■ What needs to be done
What you produce should match the records below precisely, except that images are removed.

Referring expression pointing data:

== Segment start ==

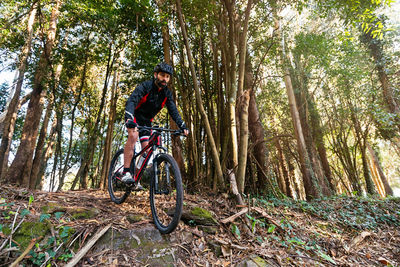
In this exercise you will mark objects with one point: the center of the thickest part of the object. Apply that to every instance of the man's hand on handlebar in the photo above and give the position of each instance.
(130, 124)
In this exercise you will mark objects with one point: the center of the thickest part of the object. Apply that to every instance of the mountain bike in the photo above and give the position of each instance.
(166, 191)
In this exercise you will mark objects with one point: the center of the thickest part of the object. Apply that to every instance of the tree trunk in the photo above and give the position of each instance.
(307, 110)
(110, 130)
(244, 99)
(376, 50)
(39, 147)
(309, 181)
(176, 141)
(285, 172)
(11, 111)
(198, 96)
(93, 138)
(46, 154)
(256, 129)
(244, 138)
(20, 169)
(388, 189)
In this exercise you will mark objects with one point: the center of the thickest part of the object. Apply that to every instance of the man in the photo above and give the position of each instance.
(145, 102)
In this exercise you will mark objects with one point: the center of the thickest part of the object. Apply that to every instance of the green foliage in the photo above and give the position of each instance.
(235, 230)
(4, 91)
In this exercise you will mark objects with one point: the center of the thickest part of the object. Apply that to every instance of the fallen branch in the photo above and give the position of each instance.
(22, 256)
(87, 247)
(267, 216)
(10, 236)
(234, 216)
(357, 241)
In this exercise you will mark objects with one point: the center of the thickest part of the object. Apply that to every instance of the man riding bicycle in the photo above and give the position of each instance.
(143, 105)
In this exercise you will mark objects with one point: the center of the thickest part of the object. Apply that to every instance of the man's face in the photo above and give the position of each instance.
(162, 79)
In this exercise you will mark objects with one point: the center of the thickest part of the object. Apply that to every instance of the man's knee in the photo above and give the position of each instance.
(132, 135)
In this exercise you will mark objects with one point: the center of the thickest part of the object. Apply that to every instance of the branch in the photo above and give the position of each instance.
(22, 256)
(87, 247)
(233, 217)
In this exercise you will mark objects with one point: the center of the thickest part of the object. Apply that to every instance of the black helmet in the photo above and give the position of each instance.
(164, 67)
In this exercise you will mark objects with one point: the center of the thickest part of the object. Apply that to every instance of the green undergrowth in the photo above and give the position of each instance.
(358, 213)
(23, 226)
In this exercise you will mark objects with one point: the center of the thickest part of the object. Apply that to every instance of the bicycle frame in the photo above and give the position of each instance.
(155, 143)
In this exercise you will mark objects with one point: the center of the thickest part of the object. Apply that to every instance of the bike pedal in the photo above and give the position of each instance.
(138, 187)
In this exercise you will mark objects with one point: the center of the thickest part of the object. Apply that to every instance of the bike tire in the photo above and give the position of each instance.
(166, 207)
(116, 188)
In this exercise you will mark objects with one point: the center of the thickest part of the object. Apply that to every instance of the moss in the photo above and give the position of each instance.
(259, 261)
(52, 208)
(6, 230)
(29, 231)
(205, 214)
(134, 218)
(209, 229)
(82, 213)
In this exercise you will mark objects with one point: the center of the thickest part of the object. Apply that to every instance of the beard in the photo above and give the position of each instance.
(161, 83)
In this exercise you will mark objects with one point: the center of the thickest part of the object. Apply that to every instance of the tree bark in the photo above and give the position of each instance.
(285, 172)
(176, 141)
(75, 105)
(244, 99)
(309, 181)
(39, 147)
(20, 169)
(93, 138)
(11, 111)
(110, 131)
(198, 96)
(382, 176)
(375, 47)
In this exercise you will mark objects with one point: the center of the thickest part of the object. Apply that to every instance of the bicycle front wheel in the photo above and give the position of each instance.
(117, 189)
(166, 194)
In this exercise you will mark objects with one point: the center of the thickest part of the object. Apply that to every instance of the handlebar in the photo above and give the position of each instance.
(161, 129)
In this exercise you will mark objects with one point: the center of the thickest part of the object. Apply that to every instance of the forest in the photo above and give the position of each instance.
(293, 151)
(283, 98)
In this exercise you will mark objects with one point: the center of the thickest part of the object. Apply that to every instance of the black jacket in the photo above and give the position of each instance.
(146, 101)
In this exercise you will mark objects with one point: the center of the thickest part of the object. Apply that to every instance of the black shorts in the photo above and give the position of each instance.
(143, 134)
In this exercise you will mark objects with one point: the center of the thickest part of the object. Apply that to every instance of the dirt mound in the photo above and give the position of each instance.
(55, 227)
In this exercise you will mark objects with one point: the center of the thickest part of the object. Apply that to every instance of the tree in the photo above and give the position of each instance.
(20, 169)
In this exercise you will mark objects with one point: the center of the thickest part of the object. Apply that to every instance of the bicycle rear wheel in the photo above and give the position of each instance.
(117, 189)
(166, 194)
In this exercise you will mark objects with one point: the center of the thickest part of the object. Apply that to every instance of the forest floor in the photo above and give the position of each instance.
(339, 231)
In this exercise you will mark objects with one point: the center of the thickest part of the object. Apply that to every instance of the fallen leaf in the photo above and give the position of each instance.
(384, 261)
(226, 251)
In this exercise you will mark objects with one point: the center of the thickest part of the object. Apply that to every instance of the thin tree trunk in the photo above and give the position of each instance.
(310, 185)
(388, 189)
(231, 82)
(46, 154)
(40, 145)
(110, 131)
(176, 141)
(256, 129)
(11, 111)
(244, 99)
(198, 96)
(285, 172)
(93, 138)
(76, 102)
(376, 50)
(20, 169)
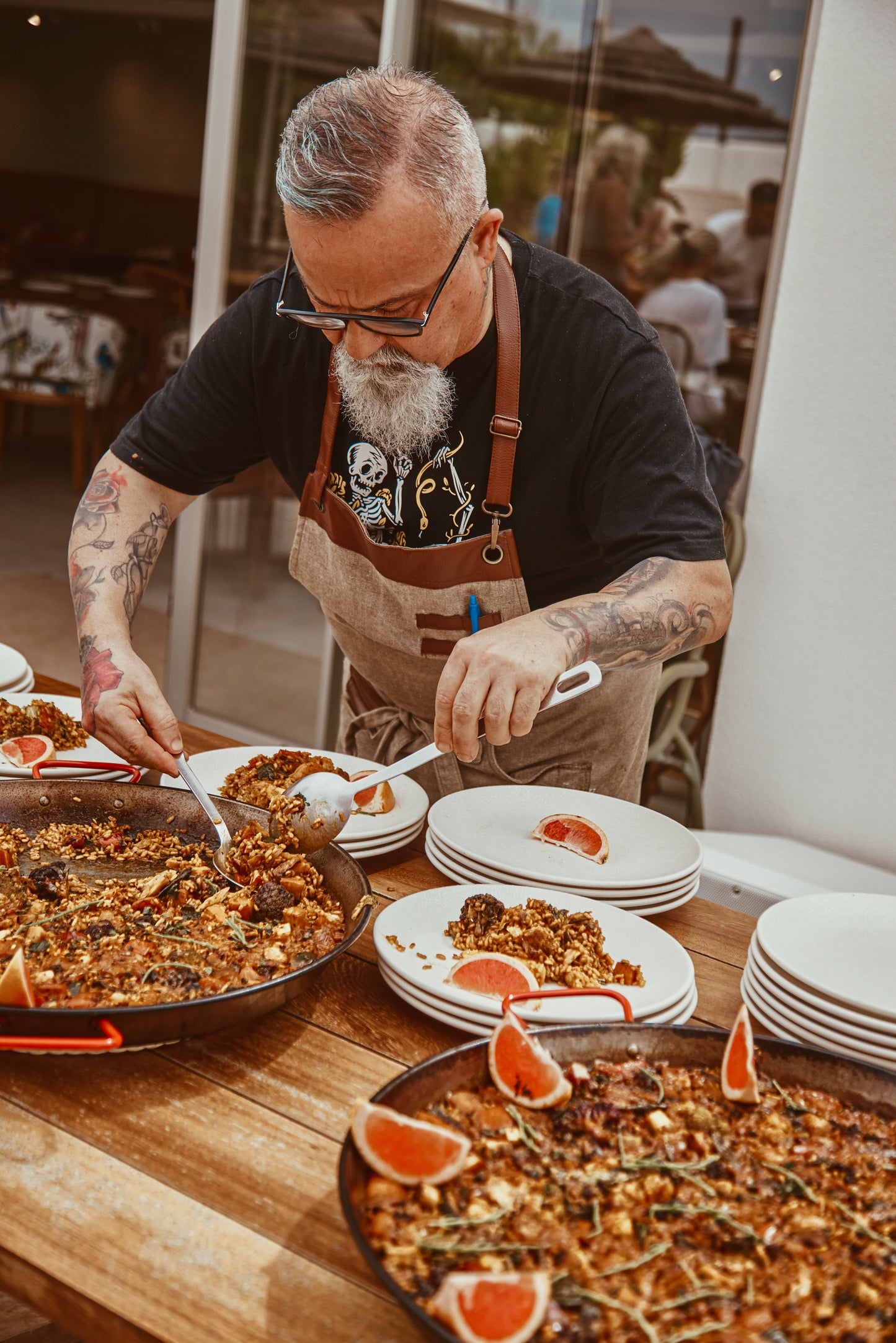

== Segment end ==

■ Reply to the exercise
In this exercise you will mark objects with one point: the center of the thickest part of the object. Apply that to every instance of the man's hand on handlebar in the photo above and give the position of each instance.
(130, 124)
In this exercise you will mark objects with one point: the center of the thickest part of the object. Apply that to every instance of the mountain bike in the photo above and give the position of each instance.
(166, 191)
In this exercise you will mark objects with one point: the center of the thickest part of the object. Apply that to every instance of the tree trunk in the photo above and give the position of each instance.
(307, 110)
(110, 130)
(244, 99)
(376, 50)
(39, 147)
(309, 181)
(176, 141)
(285, 172)
(11, 111)
(198, 96)
(93, 138)
(46, 154)
(256, 129)
(244, 138)
(20, 169)
(388, 189)
In this exercise you will mark objects with one point: the center of the thickest part of the object. Apply that to every instance of the man in the photo above and give the position of each instance.
(145, 102)
In this exercise you will mark objects with one point: the center of the thickest part of the object. Apply that to every instance of the green foliage in the photo above and give the position of each instance.
(235, 230)
(4, 91)
In this exercise you will mark objects with one point: the center of the thickest part of the object. Apply that to every instance of the fallen branch in the photo above and give the position of each instance.
(22, 256)
(87, 247)
(267, 216)
(10, 236)
(234, 216)
(357, 241)
In this exercise you will mark objects with one point: the center of the thickest part of the object. Apply that to every instance of the man riding bicycle in the photo above and give the position of each instance.
(143, 105)
In this exercise you will mark objects with one point: the center of the thickest part of the object. Apply that to every instance of the man's face in the photo above and give the position of each instance.
(162, 79)
In this exercise you will mark objects with one point: the center of the thickest part of the object. Apply that to every instance of the man's knee in the photo above and give the position of each instance.
(132, 135)
In this exercise you will mark objects with one point: the center of the thickest part of the object. Apply that to every instance of the branch in the photo above and give the position of each instance.
(22, 256)
(87, 247)
(233, 217)
In this exercise you will mark objects with one point: the center of the thickest part of the object. Apply that to every instance of the black helmet in the photo above and give the position of each instance.
(164, 67)
In this exercise you will mark objects with one point: the center of the thickest part of the object. Apply that to every instance of the green undergrowth in the photo above and give the position of each instance.
(358, 213)
(23, 226)
In this exercise you will mark objects with one point: the center of the thickest part of the object. Apply that to every instance of the bicycle frame in the photo above and give the position of each instance.
(155, 143)
In this exercise you will mark objects with one point: the center of the thickest part of the object. Apply that to every instance of the bike pedal in the photo above and give the position of each instance.
(138, 187)
In this exercise you will mark objects with one point: the center of the thickest part of the object. Apply that to every instance of the bike tire in the photo above and give the position of each instance.
(166, 207)
(116, 188)
In this exercise you will mark objects with one point: the center of the thickest part of the object. Apply that to every instance of the moss in the photo above and give the position of each instance.
(259, 261)
(52, 208)
(6, 230)
(29, 231)
(205, 214)
(134, 218)
(209, 229)
(82, 213)
In this exercise you will mark objects with one point: the center of the thickest part of the object. Apply that to every instance of the beard in the photo above and give the position of each instance.
(161, 83)
In this exercise you will mark objects with one point: the center of the thickest part of the object. Apply that to every instance of the tree bark in the photo above and give the position of each instance.
(285, 172)
(176, 141)
(75, 105)
(244, 99)
(309, 181)
(39, 147)
(20, 169)
(93, 138)
(11, 111)
(110, 131)
(198, 96)
(382, 176)
(375, 47)
In this exercise you will mark objects with one point: the center of the thickest part of the object. Apply that to every instance of the bicycle front wheel in the photo above and give the position of each instance.
(117, 189)
(166, 194)
In this exercise you will mark objects with one point: the center of the thickest part of the object. Apply that to every instance of the handlebar in the photo above and give the position of each instance.
(161, 129)
In this exercise you will mark objects with one point: the center of the thickest part of the object. Apply that to every instance of the forest in the photo above and give the position of each instance.
(293, 151)
(283, 98)
In this exercise you will mark objects with one point: the center of the thickest part of the object. Apply that to every instance of the black jacket in the photo above and give the position of each instance.
(146, 101)
In this exercise you will mark objects with one point: the center of the thickest part of the object. Apply that to every instance of the black shorts in the photo above and give the position of each instance.
(143, 134)
In this exercise you will mark objects with one point: the center of the thickest part of the object. Apply that to every instance of the dirt mound in the photo above and give the position of each instance.
(55, 227)
In this exercise you will mark objects with one point: the center of the thickest part of the object. Apply that to every instance of the tree in the photo above and give the position of each instance.
(20, 169)
In this exercise you will mark objects with one point: the center of the thickest part of the object. Apply that to every instance of the bicycle rear wheel in the photo above and give the position of each instance.
(117, 189)
(166, 194)
In this exercise you will mark objects with one point: the center of the thickest part of the object. Apply that to every instance of the forest floor in the photo above and give the position of each instance.
(339, 231)
In this exercise you will mark objects with one point: the center of the thickest part of the object. Apply that to every instance of the fallen leaf in the photo above and give the position of each instance.
(384, 261)
(226, 251)
In this exercise you will mark objects with one point: the center of the thickest part of the object. Apply that to every instance of the thin tree trunk in the photo above and give the position of each instance.
(310, 185)
(388, 189)
(231, 82)
(46, 154)
(40, 145)
(110, 131)
(176, 141)
(256, 129)
(11, 111)
(244, 99)
(198, 96)
(285, 172)
(93, 138)
(76, 102)
(376, 50)
(20, 169)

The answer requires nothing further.